> **Required work**: Reproduce the following lines verbatim, without any alteration.

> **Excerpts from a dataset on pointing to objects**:

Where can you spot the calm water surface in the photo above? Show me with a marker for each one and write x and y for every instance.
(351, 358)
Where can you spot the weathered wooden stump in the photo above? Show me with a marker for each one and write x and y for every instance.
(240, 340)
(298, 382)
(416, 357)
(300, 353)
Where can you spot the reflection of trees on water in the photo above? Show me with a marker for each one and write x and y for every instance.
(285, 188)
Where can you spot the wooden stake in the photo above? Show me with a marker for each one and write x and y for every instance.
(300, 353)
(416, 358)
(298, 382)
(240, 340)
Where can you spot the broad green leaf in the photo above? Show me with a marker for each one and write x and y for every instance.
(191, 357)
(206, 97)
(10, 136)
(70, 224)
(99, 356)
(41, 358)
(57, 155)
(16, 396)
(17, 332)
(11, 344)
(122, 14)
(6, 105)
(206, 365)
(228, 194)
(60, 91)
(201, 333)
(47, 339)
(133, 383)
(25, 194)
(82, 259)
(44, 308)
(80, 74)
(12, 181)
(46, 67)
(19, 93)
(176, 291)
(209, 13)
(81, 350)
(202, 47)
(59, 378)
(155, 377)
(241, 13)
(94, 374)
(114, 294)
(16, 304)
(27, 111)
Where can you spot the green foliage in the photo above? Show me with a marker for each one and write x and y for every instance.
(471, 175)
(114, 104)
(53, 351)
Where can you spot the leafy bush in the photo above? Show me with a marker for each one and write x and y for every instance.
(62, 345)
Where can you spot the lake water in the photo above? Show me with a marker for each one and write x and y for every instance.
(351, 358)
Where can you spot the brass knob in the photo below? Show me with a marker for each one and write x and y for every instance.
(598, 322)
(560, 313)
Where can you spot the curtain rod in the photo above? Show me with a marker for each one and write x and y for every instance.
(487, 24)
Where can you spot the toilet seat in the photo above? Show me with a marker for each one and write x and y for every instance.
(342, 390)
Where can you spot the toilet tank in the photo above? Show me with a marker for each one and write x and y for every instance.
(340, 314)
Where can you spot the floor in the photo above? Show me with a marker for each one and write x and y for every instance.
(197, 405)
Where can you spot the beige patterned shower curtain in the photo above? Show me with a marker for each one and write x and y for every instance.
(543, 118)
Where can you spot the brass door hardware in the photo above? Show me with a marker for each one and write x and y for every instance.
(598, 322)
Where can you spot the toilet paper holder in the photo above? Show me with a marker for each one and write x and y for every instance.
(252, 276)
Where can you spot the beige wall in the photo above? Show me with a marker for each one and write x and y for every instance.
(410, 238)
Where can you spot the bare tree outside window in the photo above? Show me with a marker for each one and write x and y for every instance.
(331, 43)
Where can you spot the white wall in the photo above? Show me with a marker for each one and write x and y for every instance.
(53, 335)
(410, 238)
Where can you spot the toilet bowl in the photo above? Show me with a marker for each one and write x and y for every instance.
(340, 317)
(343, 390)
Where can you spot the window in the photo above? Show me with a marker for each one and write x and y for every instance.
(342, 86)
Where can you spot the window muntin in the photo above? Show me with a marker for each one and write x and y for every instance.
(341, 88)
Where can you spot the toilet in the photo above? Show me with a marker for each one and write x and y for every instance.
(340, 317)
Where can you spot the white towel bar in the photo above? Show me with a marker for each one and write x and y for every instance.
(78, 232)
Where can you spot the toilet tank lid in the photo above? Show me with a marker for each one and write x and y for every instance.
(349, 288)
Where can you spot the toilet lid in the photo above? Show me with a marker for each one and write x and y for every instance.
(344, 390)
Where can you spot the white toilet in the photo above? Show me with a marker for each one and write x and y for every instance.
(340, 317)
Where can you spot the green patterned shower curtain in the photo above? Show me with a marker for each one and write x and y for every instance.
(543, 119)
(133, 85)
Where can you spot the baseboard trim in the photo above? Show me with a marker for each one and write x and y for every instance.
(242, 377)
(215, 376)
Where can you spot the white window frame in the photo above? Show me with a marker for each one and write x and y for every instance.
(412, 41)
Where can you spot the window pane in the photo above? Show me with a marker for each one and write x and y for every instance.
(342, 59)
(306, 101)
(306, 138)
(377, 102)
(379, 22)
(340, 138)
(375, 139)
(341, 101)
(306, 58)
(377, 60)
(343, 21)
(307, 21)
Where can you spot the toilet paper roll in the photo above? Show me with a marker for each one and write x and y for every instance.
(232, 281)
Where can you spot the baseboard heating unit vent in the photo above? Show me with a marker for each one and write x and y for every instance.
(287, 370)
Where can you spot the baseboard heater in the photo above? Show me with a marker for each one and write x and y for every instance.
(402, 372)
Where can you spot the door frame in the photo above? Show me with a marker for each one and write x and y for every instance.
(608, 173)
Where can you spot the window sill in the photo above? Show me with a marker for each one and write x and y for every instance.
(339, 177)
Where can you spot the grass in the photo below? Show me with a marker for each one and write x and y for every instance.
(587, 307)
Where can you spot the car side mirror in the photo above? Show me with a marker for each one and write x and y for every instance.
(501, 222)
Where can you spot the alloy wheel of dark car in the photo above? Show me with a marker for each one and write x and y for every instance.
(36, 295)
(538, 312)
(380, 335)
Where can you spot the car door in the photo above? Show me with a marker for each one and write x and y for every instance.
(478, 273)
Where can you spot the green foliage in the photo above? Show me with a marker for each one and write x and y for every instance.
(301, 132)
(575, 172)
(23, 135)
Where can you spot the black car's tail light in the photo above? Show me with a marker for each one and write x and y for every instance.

> **Task output**:
Where can you spot the calm water surface in the photo above? Show me with a marker for each one and write x and y for every instance.
(351, 358)
Where can you spot the weathered wooden stump in the photo above? Show me with a marker for each one and write x and y for every instance.
(240, 340)
(298, 382)
(416, 357)
(300, 353)
Where can you spot the reflection of trees on water in the photo above? Show me with a marker for each one and write x and y for every instance.
(285, 188)
Where can you spot the wooden stake in the photo above? Show me with a marker for each one and write x and y for every instance.
(300, 353)
(416, 358)
(298, 382)
(240, 340)
Where can you spot the broad green leaf in the photo above? Show me with a marker for each one and write x and y for every instance.
(191, 357)
(206, 97)
(10, 136)
(70, 224)
(99, 356)
(41, 358)
(57, 155)
(16, 396)
(17, 332)
(11, 344)
(122, 14)
(6, 105)
(206, 365)
(228, 194)
(60, 91)
(201, 333)
(47, 339)
(133, 383)
(25, 194)
(82, 259)
(44, 308)
(80, 74)
(12, 181)
(46, 67)
(19, 93)
(176, 291)
(209, 13)
(81, 350)
(202, 47)
(59, 378)
(155, 377)
(241, 13)
(94, 374)
(114, 294)
(16, 304)
(27, 111)
Where can you spot the green foliage in the photo above? Show me with a marker for each one and write x and y for every instance.
(471, 175)
(114, 104)
(53, 351)
Where can you spot the leafy bush in the photo above? Show me with a marker for each one and write x and y for every instance.
(62, 345)
Where can you spot the lake water in the photo above? Show me with a marker for each one and write x and y for every instance.
(351, 358)
Where can you spot the brass knob in the photo below? Show me with a marker for each one and write x and y for every instance.
(598, 322)
(560, 313)
Where can you spot the curtain rod in the photo above? Show me with a marker for each one and write x and y for every instance.
(487, 24)
Where can you spot the toilet seat in the photo above? Show me with a marker for each one and write x and y for every instance.
(342, 390)
Where can you spot the toilet tank in the photo above? Show me with a marker for each one and write x and y for every instance.
(340, 314)
Where can you spot the floor in the photo above? Show me with a marker for each one and write x and y for every instance.
(197, 405)
Where can you spot the beige patterned shower curtain in the photo above? Show me with a marker for each one and write x and y for every instance.
(543, 118)
Where can you spot the brass door hardware in the photo above? Show me with a marker for each one and write x and y for every instance.
(598, 322)
Where can you spot the toilet paper holder in the photo above? Show me with a marker for each one and write x and y for every instance.
(252, 276)
Where can you spot the beige wall in the photo above? Show me with a marker for each one and write x and y for every instance.
(410, 238)
Where can you spot the bare tree outside window in the photo above? Show me with a marker for each one and write x and y for every instance.
(331, 43)
Where can you spot the white wall in the photo above? Show me with a marker for each one and write x and y for every instance.
(53, 335)
(410, 238)
Where can you spot the toilet bowl in the photo above? Show me with a marker for each one and write x and y for every instance.
(340, 317)
(343, 390)
Where can you spot the window in the photo above? Show me with a marker for each one and write x and y for every instance.
(342, 86)
Where can you spot the window muntin in the photo above? Show me with a marker for each one and write x and y for every instance.
(341, 88)
Where can you spot the toilet in the photo above? Show me with a marker for each one and write x and y for every instance.
(340, 317)
Where can you spot the white towel bar in the photo above? Show me with a marker for each one and write x and y for every instance.
(78, 232)
Where can you spot the toilet tank lid in the photo above? Show me with a marker for each one and write x and y for every instance.
(349, 288)
Where can you spot the toilet lid in the photo above? Show me with a marker for each one and write x and y for every instance.
(344, 390)
Where can you spot the white toilet in the photo above? Show me with a marker for each one and write x and y for every instance.
(340, 317)
Where can you spot the green patterned shower curtain in the photo above? Show me with a marker for each one and write x and y for every instance.
(543, 119)
(133, 85)
Where can you spot the baseboard trim in the photo above? Show me with a marker for each one and write x and y for every instance.
(242, 377)
(215, 376)
Where can you spot the white window frame in the photo above? Show me with a marker for each one and write x and y for every instance.
(412, 41)
Where can you spot the window pane in the photo above? Show me with a marker for each one and write x and y for every instance.
(342, 59)
(306, 101)
(306, 138)
(377, 102)
(379, 22)
(340, 138)
(375, 139)
(341, 101)
(306, 58)
(377, 60)
(343, 21)
(307, 21)
Where can you spot the toilet paper roll in the photo above? Show me with a marker for each one and write x and y for every instance.
(232, 281)
Where can you spot the baseboard heating unit vent in the photo above? Show me with a marker for each one and write x and y for every instance.
(287, 370)
Where can you spot the baseboard heater in the photo above? Show me with a marker for each one and write x and y for every instance.
(402, 372)
Where can you spot the door frame in the photo above? Show me with a marker for each one and write x and y for every instance.
(608, 173)
Where can you spot the window sill in the photo above? Show me with a marker for each one and write x and y for every instance.
(339, 177)
Where can you spot the grass in the photo below? Show me with a marker for each one and write x and y for every instance.
(587, 307)
Where can you spot the car side mirror in the photo above? Show me with a marker for each one and write x and y for every instance.
(501, 222)
Where can you spot the alloy wheel of dark car in the photo above? Show me with a marker for each one and write x and y for every instance.
(36, 295)
(538, 312)
(380, 335)
Where can you spot the car door in the photo above? Show me with a marker for each one and write x and y for every instance.
(478, 273)
Where can you spot the green foliage in the photo above? Show me with a marker for each one and write x and y for every instance.
(301, 132)
(575, 172)
(23, 135)
Where can you spot the black car's tail light in the photo above? Show me with a marker for each one and write x and y for every instance.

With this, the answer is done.